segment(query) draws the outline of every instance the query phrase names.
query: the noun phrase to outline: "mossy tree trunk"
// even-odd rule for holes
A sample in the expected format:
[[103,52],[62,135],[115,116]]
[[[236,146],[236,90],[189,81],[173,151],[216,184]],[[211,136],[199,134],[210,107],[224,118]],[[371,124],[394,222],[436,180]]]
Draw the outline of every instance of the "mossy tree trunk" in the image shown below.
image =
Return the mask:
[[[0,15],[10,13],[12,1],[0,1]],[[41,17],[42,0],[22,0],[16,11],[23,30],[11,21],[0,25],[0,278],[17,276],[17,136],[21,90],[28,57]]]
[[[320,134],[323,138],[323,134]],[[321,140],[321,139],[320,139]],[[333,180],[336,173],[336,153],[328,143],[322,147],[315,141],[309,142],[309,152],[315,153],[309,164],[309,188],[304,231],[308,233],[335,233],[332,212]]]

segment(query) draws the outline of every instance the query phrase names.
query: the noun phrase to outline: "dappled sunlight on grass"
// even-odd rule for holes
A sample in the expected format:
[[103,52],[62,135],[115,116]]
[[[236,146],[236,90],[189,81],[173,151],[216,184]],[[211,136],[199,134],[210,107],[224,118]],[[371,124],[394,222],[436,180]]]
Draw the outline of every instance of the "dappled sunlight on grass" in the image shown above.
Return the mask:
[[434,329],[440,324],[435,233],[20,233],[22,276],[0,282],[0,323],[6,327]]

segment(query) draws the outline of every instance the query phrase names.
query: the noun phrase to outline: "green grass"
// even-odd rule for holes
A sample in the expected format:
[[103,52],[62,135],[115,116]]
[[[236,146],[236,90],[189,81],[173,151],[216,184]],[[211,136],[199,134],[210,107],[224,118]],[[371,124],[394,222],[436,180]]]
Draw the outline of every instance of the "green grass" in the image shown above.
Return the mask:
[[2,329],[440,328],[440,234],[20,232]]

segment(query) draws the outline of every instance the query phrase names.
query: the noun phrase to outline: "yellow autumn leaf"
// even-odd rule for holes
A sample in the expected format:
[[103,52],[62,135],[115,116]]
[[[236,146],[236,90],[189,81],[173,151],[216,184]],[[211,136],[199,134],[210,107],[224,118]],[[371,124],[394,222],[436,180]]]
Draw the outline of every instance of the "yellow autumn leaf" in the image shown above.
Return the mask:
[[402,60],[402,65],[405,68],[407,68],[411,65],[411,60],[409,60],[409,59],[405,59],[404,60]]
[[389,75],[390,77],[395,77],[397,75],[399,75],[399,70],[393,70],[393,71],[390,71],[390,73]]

::::::::

● **Stated task**:
Working from the material above, retype it in its entirety without change.

● **Answer for this exercise**:
segment(query) draws the outline of every instance the query phrase names.
query: the noun phrase to outline: "mossy tree trunk"
// even-odd rule for holes
A sample in the expected format:
[[103,52],[62,135],[115,116]]
[[[236,146],[236,90],[189,81],[173,151],[216,184]],[[211,136],[199,134],[210,107],[224,118]],[[371,124],[394,222],[436,180]]]
Draw the outline of every instance of the "mossy tree trunk" in the image shown below.
image =
Return the mask:
[[[0,15],[10,13],[12,1],[0,1]],[[41,17],[42,0],[22,0],[16,11],[23,30],[11,21],[0,25],[0,278],[17,276],[17,136],[21,90],[28,57]]]
[[[320,134],[323,138],[323,134]],[[321,140],[321,139],[320,139]],[[333,180],[336,173],[336,153],[328,143],[322,147],[315,141],[309,142],[309,152],[315,153],[309,164],[309,188],[304,231],[308,233],[335,233],[332,212]]]

segment(query) draws the outline of every instance the query phrase names.
query: the noun phrase to outline: "dappled sunlight on grass"
// even-odd rule for holes
A sample in the expected format:
[[103,52],[62,135],[115,116]]
[[[236,146],[236,90],[189,81],[173,151],[216,184]],[[211,136],[199,134],[210,107],[224,118]],[[371,124],[394,222],[436,180]]]
Draw the outline of every instance of the "dappled sunlight on grass" in the image shown above.
Return the mask:
[[434,329],[440,324],[435,233],[20,233],[22,276],[0,282],[0,323],[6,327]]

segment(query) draws the outline of every instance the query phrase names.
query: the noun phrase to outline: "green grass"
// even-odd rule for holes
A sample in the expected format:
[[103,52],[62,135],[115,116]]
[[[236,146],[236,90],[189,81],[173,151],[216,184]],[[211,136],[199,134],[210,107],[224,118]],[[371,124],[394,222],[436,180]]]
Draw the outline of every instance of the "green grass" in the image shown above.
Return the mask:
[[2,329],[440,328],[440,234],[20,232]]

segment(query) draws the outline of every instance the query phrase names.
query: the noun phrase to outline: "yellow autumn leaf"
// even-odd rule for holes
A sample in the expected format:
[[103,52],[62,135],[115,116]]
[[[236,146],[236,90],[189,81],[173,151],[216,184]],[[211,136],[199,134],[210,107],[224,118]],[[371,124],[394,222],[436,180]]]
Draw the outline of every instance of the "yellow autumn leaf" in the image shown above.
Return the mask:
[[402,60],[402,65],[405,68],[407,68],[411,65],[411,60],[409,60],[409,59],[405,59],[404,60]]
[[389,75],[390,77],[395,77],[397,75],[399,75],[399,70],[393,70],[393,71],[390,71],[390,73]]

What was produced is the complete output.